Task: Retype each entry. Leave nothing out.

BEGIN Records for processing

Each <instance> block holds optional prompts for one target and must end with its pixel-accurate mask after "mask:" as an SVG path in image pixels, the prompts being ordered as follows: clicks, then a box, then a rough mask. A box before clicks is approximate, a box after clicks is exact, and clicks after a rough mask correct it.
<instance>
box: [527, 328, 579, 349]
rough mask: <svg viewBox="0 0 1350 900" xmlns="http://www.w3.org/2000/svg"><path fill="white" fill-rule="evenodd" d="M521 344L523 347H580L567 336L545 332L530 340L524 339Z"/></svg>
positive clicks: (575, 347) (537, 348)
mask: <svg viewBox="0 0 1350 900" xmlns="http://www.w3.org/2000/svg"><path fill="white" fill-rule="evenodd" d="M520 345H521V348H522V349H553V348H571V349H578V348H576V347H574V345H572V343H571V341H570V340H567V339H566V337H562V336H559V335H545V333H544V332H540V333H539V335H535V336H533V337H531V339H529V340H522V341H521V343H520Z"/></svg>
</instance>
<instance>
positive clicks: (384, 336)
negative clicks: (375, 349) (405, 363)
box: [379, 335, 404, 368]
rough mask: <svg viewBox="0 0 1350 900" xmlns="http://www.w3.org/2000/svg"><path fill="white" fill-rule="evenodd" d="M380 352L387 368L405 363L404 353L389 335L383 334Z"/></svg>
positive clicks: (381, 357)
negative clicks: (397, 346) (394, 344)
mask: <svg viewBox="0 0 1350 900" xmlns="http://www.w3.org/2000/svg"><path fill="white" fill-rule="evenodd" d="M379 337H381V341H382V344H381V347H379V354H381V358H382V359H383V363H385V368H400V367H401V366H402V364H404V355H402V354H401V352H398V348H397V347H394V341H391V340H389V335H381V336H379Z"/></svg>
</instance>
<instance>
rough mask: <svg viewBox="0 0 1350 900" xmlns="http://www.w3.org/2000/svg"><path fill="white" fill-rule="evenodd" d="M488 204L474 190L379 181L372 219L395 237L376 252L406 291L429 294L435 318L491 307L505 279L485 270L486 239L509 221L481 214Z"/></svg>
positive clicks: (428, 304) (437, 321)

END Records for processing

Answer section:
Each <instance> block holds optional prompts for one target and must end with its pixel-accurate mask after "mask:" as an SVG path in image pixels, the prompts being ordered as follows: clicks, then a box, then a rough mask. A box before clicks is approximate, a box after clicks is exact, and clicks after a rough mask correct it.
<instance>
box: [527, 328, 579, 349]
rough mask: <svg viewBox="0 0 1350 900" xmlns="http://www.w3.org/2000/svg"><path fill="white" fill-rule="evenodd" d="M521 344L523 347H580L567 336L545 332L530 340L524 339Z"/></svg>
positive clicks: (575, 347) (537, 348)
mask: <svg viewBox="0 0 1350 900" xmlns="http://www.w3.org/2000/svg"><path fill="white" fill-rule="evenodd" d="M520 345H521V348H522V349H553V348H571V349H578V348H576V347H574V345H572V343H571V341H570V340H567V339H566V337H562V336H559V335H545V333H544V332H540V333H539V335H535V336H533V337H531V339H529V340H522V341H521V343H520Z"/></svg>
</instance>
<instance>
positive clicks: (384, 336)
negative clicks: (375, 349) (405, 363)
box: [379, 335, 404, 368]
rough mask: <svg viewBox="0 0 1350 900" xmlns="http://www.w3.org/2000/svg"><path fill="white" fill-rule="evenodd" d="M380 352L387 368L405 363L404 353L389 335L383 334Z"/></svg>
positive clicks: (381, 357)
negative clicks: (397, 346) (394, 344)
mask: <svg viewBox="0 0 1350 900" xmlns="http://www.w3.org/2000/svg"><path fill="white" fill-rule="evenodd" d="M379 337H381V341H382V344H381V347H379V354H381V358H382V359H383V363H385V368H400V367H401V366H402V364H404V355H402V354H401V352H398V348H397V347H394V341H391V340H389V335H381V336H379Z"/></svg>
</instance>
<instance>
rough mask: <svg viewBox="0 0 1350 900" xmlns="http://www.w3.org/2000/svg"><path fill="white" fill-rule="evenodd" d="M488 204L474 190L379 181L372 219L395 237L376 252L406 291L429 294L435 318L491 307L505 279L485 270L486 239L509 221L481 214Z"/></svg>
positive clicks: (428, 304) (437, 321)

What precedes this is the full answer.